▶ _Prompt_: How many lines in the records below contain the word "mountain"? Reply with the number alone.

(Collected data)
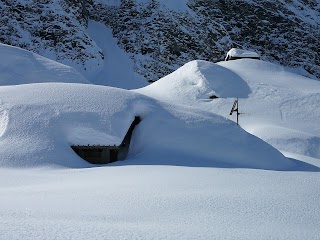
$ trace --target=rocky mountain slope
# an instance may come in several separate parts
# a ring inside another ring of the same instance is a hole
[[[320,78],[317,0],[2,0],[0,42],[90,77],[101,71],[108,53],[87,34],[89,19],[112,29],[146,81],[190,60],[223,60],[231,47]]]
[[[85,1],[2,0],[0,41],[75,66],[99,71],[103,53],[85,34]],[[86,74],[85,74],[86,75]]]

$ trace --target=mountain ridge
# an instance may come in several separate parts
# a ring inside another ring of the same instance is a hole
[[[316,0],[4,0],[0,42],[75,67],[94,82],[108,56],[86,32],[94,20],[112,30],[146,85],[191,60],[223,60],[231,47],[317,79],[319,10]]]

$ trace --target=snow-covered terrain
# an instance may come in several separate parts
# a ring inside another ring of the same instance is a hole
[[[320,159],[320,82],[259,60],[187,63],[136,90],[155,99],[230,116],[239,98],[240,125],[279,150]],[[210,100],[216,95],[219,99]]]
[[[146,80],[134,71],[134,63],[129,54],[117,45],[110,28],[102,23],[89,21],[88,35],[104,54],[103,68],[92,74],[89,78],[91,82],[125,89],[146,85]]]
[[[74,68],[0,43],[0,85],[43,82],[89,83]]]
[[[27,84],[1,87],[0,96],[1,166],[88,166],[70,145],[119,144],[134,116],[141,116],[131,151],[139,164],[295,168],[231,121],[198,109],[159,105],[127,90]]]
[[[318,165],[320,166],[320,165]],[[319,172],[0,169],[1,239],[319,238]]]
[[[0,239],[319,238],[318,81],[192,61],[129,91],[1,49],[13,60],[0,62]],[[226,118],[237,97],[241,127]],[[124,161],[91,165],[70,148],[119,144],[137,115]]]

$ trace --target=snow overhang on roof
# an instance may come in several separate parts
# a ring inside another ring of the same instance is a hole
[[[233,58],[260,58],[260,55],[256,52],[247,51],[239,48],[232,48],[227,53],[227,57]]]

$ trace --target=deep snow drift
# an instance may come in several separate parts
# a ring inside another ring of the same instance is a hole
* * *
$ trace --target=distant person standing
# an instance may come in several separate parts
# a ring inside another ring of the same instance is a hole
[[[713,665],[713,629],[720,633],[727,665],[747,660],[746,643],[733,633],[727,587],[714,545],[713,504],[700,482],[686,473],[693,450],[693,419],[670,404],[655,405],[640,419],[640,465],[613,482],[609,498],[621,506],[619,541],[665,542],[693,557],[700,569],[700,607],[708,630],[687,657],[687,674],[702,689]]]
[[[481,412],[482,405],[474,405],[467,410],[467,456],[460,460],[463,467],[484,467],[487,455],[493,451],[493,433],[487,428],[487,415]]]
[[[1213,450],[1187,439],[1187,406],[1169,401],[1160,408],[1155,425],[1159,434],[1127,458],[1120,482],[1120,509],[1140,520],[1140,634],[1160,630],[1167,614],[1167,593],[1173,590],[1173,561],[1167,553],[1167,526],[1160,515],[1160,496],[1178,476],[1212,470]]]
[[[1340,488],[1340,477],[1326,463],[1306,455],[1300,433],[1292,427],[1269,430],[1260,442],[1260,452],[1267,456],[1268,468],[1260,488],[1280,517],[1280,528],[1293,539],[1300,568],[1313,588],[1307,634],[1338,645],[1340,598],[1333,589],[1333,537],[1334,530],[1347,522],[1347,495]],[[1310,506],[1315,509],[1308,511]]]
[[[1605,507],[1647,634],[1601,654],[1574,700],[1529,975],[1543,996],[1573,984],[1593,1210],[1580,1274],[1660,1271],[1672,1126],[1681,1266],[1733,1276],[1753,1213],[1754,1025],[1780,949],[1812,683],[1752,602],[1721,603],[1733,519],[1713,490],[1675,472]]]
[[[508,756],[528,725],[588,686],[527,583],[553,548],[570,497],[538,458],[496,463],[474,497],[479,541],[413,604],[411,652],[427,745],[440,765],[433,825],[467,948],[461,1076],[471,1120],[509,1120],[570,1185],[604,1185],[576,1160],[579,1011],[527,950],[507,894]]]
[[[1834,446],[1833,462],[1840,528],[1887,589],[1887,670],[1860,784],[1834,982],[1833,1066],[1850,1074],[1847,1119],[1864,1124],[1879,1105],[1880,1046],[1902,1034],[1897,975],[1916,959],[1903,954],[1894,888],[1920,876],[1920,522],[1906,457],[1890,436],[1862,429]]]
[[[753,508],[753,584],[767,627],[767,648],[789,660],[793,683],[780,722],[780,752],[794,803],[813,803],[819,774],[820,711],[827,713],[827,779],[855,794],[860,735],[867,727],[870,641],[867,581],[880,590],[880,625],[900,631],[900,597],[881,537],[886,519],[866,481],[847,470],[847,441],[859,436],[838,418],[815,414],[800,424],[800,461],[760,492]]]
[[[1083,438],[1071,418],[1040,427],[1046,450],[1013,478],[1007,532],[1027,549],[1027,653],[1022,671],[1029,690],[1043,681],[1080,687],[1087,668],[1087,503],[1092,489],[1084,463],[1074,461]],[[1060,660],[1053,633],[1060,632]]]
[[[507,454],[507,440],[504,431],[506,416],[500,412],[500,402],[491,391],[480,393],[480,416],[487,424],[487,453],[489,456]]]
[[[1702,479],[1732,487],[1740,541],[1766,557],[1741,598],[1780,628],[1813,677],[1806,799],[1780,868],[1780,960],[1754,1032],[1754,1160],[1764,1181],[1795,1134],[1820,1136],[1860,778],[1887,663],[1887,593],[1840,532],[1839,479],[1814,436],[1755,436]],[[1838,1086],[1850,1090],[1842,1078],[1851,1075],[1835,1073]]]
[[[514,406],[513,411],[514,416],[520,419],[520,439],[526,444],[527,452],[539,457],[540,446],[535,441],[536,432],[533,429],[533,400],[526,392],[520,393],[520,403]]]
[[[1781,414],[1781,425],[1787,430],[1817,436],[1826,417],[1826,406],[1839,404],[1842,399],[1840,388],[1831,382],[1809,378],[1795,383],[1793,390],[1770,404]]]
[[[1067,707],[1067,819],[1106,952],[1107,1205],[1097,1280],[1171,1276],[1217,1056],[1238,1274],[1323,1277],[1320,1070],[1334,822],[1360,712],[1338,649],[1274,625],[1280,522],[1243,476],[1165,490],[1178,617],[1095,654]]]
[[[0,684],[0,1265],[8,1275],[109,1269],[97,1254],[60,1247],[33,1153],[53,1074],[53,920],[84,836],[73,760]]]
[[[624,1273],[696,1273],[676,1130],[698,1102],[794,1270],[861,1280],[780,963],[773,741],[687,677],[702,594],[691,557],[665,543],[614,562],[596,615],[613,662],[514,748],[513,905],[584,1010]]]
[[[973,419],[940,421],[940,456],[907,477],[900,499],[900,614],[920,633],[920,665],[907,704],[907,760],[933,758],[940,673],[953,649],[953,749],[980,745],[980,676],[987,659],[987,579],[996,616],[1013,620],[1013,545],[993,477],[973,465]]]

▶ _Response_: 2